* [Page]:
^^^^

- Born: Muhyudheen Kutty 18 September 1936 Achippura, Kottakkal, British India
- Died: 19 December 2018 (aged 82) Athippatta, Valanchery
- Resting place: Fath-hul Fathah, Athippatta, Valanchery W447+54P, SH73, Puramannur, Kerala 676552, India
- Other names: Sheikh Muhyudheen Abdul Qayyoom
- Known for: Islamic Sufi scholar, Islamic Preacher

= Athippatta Moideen Kutty Musliyar =

Indian Islamic scholar

Athippatta Moideen Kutty Musliyar also known as Athippatta Usthad (19 September 1936 – 19 December 2018), was an Islamic scholar, community leader and founder of Ikhvani Trust (non-profit educational institution) and Grace Valley Public School,Kadampuzha

==Personal life and education==
He was born on 18 September 1936 at Achippura near Kottakkal in Malappuram district. His father was Palakat Moiteenkutty Musliar who was a Mappila poet, writer, physician and teacher. After his primary education, he studied religion under his paternal uncle Kunjalankutty Musliyar, Anakkara Saidalavi Musliyar, Pulicode Moithu Musliyar and Vahsi Muhammad Musliar.

^^^^

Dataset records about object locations
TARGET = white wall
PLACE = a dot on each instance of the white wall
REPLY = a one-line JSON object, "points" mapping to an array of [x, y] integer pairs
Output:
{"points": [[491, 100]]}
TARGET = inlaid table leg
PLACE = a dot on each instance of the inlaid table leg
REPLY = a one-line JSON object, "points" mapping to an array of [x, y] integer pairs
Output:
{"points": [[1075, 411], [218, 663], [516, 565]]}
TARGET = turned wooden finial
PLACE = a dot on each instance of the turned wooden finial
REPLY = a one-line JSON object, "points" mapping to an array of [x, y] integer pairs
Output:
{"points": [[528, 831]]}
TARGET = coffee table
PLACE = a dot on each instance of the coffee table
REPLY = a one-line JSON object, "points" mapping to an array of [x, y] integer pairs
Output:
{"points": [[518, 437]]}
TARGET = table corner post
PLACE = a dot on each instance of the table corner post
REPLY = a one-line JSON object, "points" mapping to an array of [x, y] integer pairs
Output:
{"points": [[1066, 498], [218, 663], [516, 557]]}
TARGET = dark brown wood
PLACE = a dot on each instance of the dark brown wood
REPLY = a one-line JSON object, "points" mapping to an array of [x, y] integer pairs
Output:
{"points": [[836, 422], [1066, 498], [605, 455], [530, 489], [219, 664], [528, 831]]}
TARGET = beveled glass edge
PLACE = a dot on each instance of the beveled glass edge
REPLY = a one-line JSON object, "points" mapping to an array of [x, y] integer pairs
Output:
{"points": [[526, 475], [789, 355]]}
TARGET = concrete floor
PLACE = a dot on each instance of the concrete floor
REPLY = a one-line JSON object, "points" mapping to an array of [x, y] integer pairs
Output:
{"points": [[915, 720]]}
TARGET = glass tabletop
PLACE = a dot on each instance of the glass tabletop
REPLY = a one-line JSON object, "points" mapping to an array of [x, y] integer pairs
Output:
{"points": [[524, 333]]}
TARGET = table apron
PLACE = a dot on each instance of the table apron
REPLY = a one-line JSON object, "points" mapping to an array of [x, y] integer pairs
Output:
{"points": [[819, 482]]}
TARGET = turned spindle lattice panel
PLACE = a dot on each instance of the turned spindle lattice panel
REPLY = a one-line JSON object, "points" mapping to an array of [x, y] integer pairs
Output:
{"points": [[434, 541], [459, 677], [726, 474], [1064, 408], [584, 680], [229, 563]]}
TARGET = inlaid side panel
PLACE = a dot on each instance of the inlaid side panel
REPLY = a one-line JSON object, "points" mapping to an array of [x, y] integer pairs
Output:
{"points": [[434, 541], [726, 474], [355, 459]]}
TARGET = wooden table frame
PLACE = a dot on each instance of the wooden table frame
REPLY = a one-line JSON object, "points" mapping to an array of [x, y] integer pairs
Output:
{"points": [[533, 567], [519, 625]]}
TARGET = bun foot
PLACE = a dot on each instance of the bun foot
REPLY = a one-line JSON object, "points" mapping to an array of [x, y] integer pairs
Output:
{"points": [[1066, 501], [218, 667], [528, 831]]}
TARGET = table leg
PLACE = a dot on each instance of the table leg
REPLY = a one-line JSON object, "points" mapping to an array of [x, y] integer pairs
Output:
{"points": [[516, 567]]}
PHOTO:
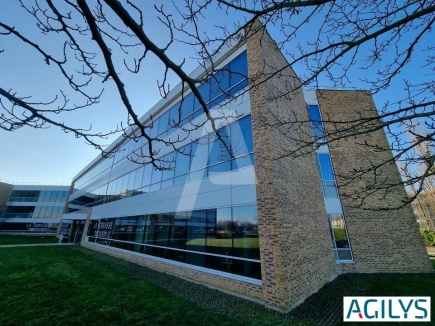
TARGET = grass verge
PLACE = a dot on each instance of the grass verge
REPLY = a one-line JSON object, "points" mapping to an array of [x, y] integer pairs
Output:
{"points": [[76, 286], [26, 239]]}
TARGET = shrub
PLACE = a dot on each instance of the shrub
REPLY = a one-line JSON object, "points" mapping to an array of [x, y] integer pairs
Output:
{"points": [[428, 237]]}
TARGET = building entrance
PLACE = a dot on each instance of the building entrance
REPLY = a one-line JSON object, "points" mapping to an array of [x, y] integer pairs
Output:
{"points": [[72, 230]]}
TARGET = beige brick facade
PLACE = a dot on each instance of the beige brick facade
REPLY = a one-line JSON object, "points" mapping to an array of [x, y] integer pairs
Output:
{"points": [[296, 247], [382, 241], [295, 241]]}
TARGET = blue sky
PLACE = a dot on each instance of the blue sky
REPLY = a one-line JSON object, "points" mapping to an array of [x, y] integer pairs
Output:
{"points": [[50, 155]]}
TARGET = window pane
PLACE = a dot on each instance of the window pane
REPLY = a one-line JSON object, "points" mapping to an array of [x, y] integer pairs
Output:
{"points": [[196, 175], [329, 189], [245, 239], [138, 178], [219, 240], [157, 176], [187, 106], [219, 168], [339, 232], [219, 83], [204, 90], [314, 113], [164, 122], [199, 154], [239, 69], [182, 179], [147, 174], [241, 136], [183, 160], [174, 114], [220, 149], [170, 165], [242, 162], [325, 167]]}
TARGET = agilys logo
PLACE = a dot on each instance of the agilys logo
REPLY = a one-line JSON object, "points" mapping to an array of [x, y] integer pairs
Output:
{"points": [[367, 309]]}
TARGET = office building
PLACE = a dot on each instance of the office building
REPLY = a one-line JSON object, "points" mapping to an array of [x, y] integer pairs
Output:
{"points": [[31, 208], [236, 213]]}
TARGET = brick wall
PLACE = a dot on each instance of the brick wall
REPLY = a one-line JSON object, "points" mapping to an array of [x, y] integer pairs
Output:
{"points": [[295, 241], [382, 241]]}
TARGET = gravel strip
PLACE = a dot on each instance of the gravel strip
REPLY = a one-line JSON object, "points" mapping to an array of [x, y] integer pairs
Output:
{"points": [[321, 308]]}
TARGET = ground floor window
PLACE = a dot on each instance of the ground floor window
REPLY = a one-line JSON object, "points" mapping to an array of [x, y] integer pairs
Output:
{"points": [[224, 239], [342, 249]]}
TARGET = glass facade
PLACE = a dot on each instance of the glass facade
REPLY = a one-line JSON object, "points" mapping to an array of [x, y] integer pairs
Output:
{"points": [[340, 238], [38, 196], [34, 210], [219, 238], [201, 158], [224, 239]]}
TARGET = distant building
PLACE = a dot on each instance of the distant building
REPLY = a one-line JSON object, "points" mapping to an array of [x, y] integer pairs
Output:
{"points": [[275, 230], [32, 208]]}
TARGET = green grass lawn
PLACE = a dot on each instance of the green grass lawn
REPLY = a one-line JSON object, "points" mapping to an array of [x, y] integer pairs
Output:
{"points": [[63, 286], [70, 285], [25, 239]]}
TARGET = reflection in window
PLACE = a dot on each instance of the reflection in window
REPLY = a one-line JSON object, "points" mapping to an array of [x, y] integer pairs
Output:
{"points": [[225, 82], [340, 238], [229, 234]]}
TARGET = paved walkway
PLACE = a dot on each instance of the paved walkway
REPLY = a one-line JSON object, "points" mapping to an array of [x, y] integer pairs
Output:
{"points": [[39, 245]]}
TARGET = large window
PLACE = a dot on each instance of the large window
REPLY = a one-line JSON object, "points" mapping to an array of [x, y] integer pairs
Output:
{"points": [[339, 237], [337, 224], [204, 157], [224, 239], [327, 175], [224, 84]]}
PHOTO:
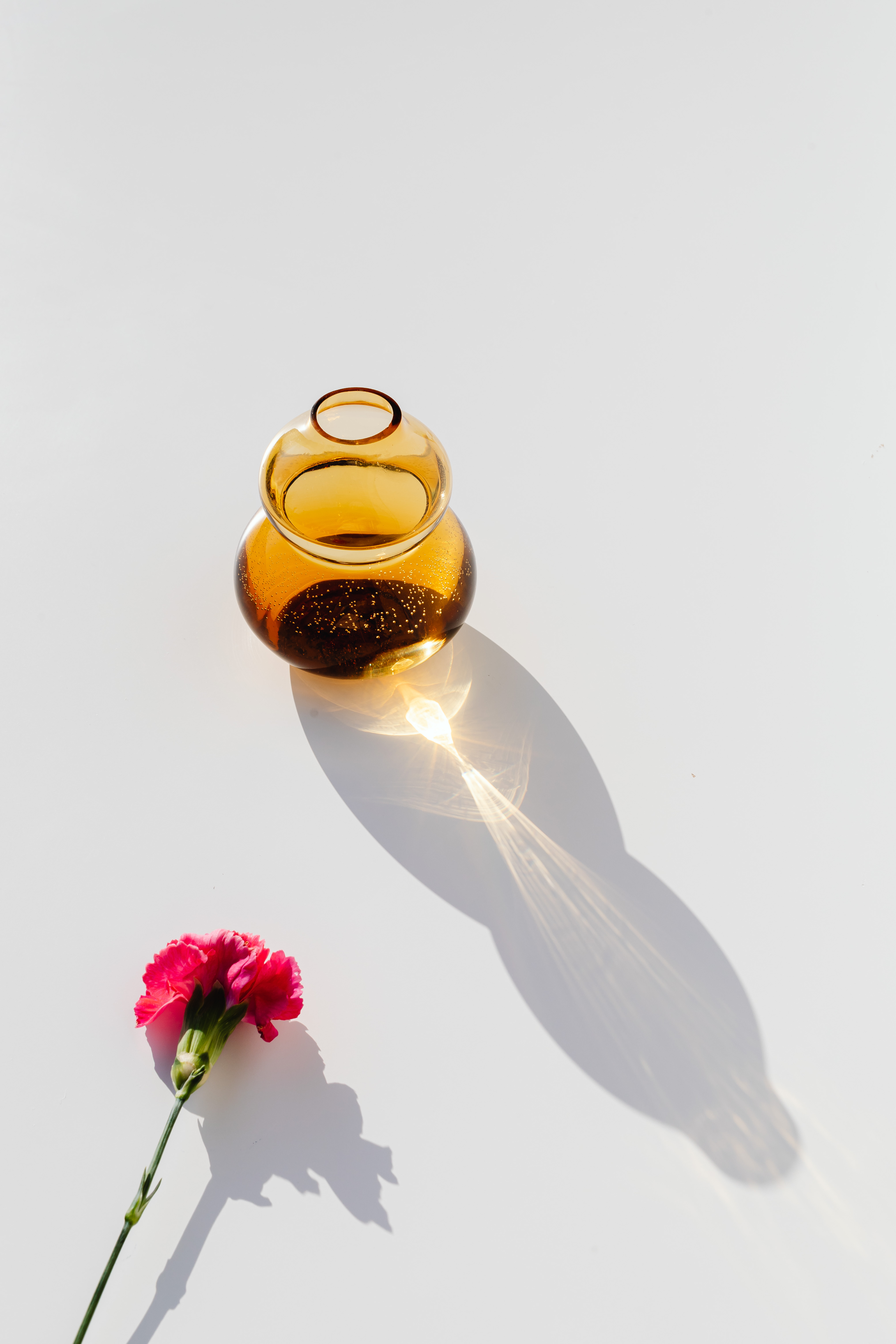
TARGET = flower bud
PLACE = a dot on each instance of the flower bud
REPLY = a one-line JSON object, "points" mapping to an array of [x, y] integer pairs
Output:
{"points": [[207, 1027]]}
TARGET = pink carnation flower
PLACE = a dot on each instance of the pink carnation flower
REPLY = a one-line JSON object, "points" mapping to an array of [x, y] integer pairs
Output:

^^^^

* [Stated task A]:
Report every line of the entries that contains the string "turned", treating uppercase and lowercase as different.
* [Stated task B]:
Continue the biography of Athippatta Moideen Kutty Musliyar from the point where it stops.

* [Right answer A]:
TARGET = turned wooden finial
PLACE = a dot on each instance of the turned wooden finial
TARGET = turned spindle lattice panel
PLACE = a dot on each instance of the turned spindle lattice panel

* [Right answer B]:
He had worked in Achippura Cheruparamb Madrasa, noorul islam madrsa south Vallam Perumbavoor, Kizhekkeppura Randathani Madrasa, Pantharangadi madrasa, Trissur Akalad Madrasa, Sirathu Saviyy Madrasa Cherpp Cheruchenam.

He was Imam under UAE Awqaf for 28 years (1977-2006).

In 1988 Mohyudheen kutty Musliar became the founder and chairman of Al Ain Darul huda School.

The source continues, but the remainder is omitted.